* [SELECTED EXCERPT]
• • •
According to Telegraph columnist Sherelle Jacobs, the exhortation to “protect the NHS” during the Covid emergency was not a one-off. The inversion of reality – whereby we must serve the NHS, instead of the NHS serving us – is a feature of the system, not a bug. Here’s how her piece begins.
It’s not even winter and already health chiefs are planning to beg the public to stay away from A&Es to relieve pressure on hospitals. Patients’ lives are being put at risk as they are urged to call NHS 111 instead – and kept on hold for 20 times longer than is standard.
This is all ominously reminiscent of lockdown. As it turns out, even back then the NHS never came close to being overwhelmed. Yet people dutifully stayed at home to save it from collapse – with many not seeking medical attention for non-Covid illnesses like cancer. The public is still paying the price, some with their lives, due to the resulting backlog.
• • •
* [Stored data entries]
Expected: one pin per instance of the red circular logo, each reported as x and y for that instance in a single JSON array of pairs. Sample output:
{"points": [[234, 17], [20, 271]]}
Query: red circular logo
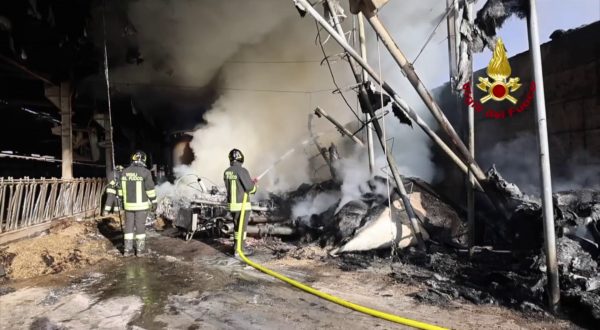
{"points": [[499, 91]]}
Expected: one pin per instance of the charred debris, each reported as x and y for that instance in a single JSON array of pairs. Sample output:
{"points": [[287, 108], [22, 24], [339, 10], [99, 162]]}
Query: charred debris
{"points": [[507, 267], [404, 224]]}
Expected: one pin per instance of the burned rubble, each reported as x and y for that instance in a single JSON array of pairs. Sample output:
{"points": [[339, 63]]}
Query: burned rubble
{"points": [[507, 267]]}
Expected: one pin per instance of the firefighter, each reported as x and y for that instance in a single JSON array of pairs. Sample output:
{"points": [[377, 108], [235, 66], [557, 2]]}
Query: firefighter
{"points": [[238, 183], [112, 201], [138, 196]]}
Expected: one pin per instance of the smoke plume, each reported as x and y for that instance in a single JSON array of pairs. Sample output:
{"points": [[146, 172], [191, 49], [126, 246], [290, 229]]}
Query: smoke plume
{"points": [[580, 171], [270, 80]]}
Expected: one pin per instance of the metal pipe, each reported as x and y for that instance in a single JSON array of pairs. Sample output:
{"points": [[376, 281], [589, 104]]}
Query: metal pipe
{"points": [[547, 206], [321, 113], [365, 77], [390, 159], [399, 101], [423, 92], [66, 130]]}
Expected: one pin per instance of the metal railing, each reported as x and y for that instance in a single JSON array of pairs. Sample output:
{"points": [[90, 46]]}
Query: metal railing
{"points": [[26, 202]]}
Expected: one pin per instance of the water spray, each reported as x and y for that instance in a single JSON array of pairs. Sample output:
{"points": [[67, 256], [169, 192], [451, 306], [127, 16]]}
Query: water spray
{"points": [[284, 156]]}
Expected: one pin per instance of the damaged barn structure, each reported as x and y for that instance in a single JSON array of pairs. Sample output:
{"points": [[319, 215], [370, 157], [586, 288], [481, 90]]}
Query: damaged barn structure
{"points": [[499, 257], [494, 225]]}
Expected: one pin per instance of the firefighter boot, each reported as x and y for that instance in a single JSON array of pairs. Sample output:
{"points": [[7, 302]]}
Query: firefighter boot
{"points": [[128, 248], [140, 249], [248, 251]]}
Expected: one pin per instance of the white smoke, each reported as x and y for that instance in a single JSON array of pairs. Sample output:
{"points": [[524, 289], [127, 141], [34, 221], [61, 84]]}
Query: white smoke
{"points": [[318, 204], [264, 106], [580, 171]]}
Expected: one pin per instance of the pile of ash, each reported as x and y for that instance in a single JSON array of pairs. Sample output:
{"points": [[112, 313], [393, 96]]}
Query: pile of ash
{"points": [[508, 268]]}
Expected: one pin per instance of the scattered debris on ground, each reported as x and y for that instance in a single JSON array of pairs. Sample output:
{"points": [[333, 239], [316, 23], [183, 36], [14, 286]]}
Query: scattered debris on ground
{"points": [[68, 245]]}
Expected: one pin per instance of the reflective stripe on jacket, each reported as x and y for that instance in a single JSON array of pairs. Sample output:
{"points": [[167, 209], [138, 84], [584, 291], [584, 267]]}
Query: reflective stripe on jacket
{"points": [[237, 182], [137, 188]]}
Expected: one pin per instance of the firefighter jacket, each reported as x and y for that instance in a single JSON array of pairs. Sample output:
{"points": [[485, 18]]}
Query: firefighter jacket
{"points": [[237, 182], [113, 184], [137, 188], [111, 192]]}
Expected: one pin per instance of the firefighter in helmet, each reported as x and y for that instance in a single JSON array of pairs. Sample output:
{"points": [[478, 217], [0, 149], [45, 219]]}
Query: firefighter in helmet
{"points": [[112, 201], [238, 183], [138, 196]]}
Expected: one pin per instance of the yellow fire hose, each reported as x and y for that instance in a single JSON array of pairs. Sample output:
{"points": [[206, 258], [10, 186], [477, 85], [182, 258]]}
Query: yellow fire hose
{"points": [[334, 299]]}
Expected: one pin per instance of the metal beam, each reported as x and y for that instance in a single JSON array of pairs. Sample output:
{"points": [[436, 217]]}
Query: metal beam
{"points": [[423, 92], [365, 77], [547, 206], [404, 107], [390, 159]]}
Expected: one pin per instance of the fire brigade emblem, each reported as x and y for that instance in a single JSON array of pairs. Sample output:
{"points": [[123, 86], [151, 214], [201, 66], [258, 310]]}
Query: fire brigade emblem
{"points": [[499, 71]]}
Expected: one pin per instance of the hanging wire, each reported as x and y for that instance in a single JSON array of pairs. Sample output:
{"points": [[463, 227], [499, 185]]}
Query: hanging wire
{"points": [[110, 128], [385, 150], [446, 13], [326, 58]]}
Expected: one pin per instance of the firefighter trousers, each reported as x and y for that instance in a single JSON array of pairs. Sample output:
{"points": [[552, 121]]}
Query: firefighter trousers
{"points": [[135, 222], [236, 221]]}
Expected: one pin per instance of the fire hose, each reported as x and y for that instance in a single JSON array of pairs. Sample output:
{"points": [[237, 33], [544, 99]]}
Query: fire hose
• • •
* [EXERCISE DESCRIPTION] Copy everything from "It’s not even" down to "than is standard." in the NHS passage, renaming "health chiefs" as "hospital bosses".

* [EXPECTED ANSWER]
It’s not even winter and already hospital bosses are planning to beg the public to stay away from A&Es to relieve pressure on hospitals. Patients’ lives are being put at risk as they are urged to call NHS 111 instead – and kept on hold for 20 times longer than is standard.